Task goal:
Resume the forum thread about the TCP socket timeout errors, picking up after its final line.

Unexpected behaviour during TCP communication

Hey team,

We're having trouble with our device. It's been working fine, sending messages to our backend without a hitch. But after a while, it starts having problems connecting to the socket. We're seeing error 116.

<err> rest_client: Failed to connect socket, error: 116
<err> rest_client: rest_client_do_api_call() failed, err -111

#define ETIMEDOUT 116		/* Connection timed out */
#define ECONNREFUSED 111	/* Connection refused */

In our firmware, we've tried implementing a retry cycle, but it hasn't been effective. The modem keeps encountering this error repeatedly. The only solution seems to be rebooting the device.

We don't think the problem lies with our backend because we've encountered the same error when trying to connect to api.nfrcloud.com.

This issue has occurred on two different networks in two different countries and the main point it always disappear after rebooting. 

Could you please review the trace collected from the modem? Thank you.

# Networking
CONFIG_NETWORKING=y
CONFIG_NET_SOCKETS=y
CONFIG_NET_SOCKETS_OFFLOAD=y
CONFIG_NET_SOCKETS_POSIX_NAMES=y
CONFIG_NET_NATIVE=n

#Rest client config
CONFIG_REST_CLIENT=y

CONFIG_HTTP_CLIENT=y


The modem firmware is 1.3.4
SDK 2.0.2

Parents
  • Hi Roman,

    I have noticed that that the log.zip (the trace) that you have attached is broken

    If I click on the link then I get this message:

    If I click and save it, then I can not open the zip file

    Please upload the trace again.

  • Hi Naeem,

    I reattach the trace file, please check.

     5228.log.zip

    1) Are these custom boards? Did you get them reviewed?

    Yes this is custom board, not sure if it was reviewed.

Entries:
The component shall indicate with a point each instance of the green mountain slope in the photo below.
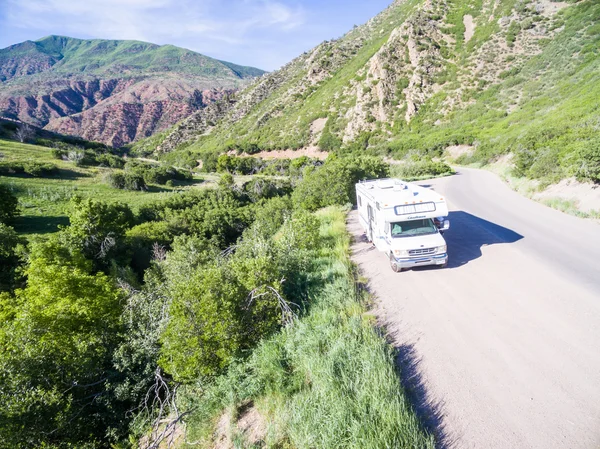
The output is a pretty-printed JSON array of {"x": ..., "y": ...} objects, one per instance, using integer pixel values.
[
  {"x": 506, "y": 76},
  {"x": 108, "y": 90},
  {"x": 65, "y": 55}
]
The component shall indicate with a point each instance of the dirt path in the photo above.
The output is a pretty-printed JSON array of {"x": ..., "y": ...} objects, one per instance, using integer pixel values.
[{"x": 501, "y": 349}]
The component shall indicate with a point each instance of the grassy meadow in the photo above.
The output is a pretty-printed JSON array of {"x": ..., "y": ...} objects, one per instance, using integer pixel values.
[
  {"x": 44, "y": 201},
  {"x": 327, "y": 380}
]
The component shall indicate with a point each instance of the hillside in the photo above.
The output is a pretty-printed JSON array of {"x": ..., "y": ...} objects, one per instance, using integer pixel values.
[
  {"x": 506, "y": 76},
  {"x": 108, "y": 90}
]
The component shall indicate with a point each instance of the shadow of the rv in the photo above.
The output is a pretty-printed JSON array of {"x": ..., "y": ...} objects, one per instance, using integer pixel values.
[{"x": 469, "y": 234}]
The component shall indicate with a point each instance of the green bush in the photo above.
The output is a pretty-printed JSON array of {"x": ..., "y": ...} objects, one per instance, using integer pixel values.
[
  {"x": 334, "y": 182},
  {"x": 588, "y": 157},
  {"x": 57, "y": 338},
  {"x": 126, "y": 181},
  {"x": 9, "y": 205},
  {"x": 35, "y": 169},
  {"x": 156, "y": 174},
  {"x": 9, "y": 259},
  {"x": 421, "y": 169}
]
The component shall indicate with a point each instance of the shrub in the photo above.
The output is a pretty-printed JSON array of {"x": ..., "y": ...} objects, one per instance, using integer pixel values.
[
  {"x": 588, "y": 156},
  {"x": 334, "y": 182},
  {"x": 126, "y": 181},
  {"x": 9, "y": 259},
  {"x": 35, "y": 169},
  {"x": 9, "y": 205},
  {"x": 421, "y": 169}
]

Written answer:
    2) Have they (your devices) been working for long?

    Yes, the issue is randomly appear - some time it may be second message, some time after half a day.

    3) When the problem started to occur? Did you do some updates (in the firmware, mfw, sdk) and then it occurred, or what?

    Our device periodically send update message to the backend, each 1 h, after some time it is not able to send because of this error.

    4) As you said that "only solution is rebooting". After rebooting, do you still see the problem? after how long the problem occurs?

    It is random - the only point which I am sure, it is never happened with the first message after reboot.

    5) Is this problem happening with all devices, or just two devices? How many devices you have by the way. You have also mentioned about two locations and two networks. How many different locations your devices are employed in and are some working fine with other networks?

    This happening on all the devices we testing, approximately 5 devices. We testing in 2 location Netherlands and Ukraine, devices configured to support both networks NB-IoT and LTE-M, issue appears on both. Also we use different operators for UA and NL.  

  • Thank you for the update.

    I have forwarded the bin file and the details you have provided.

    Regards,

    Naeem

  • Hi Roman,

    Below is the response I have received from the modem team.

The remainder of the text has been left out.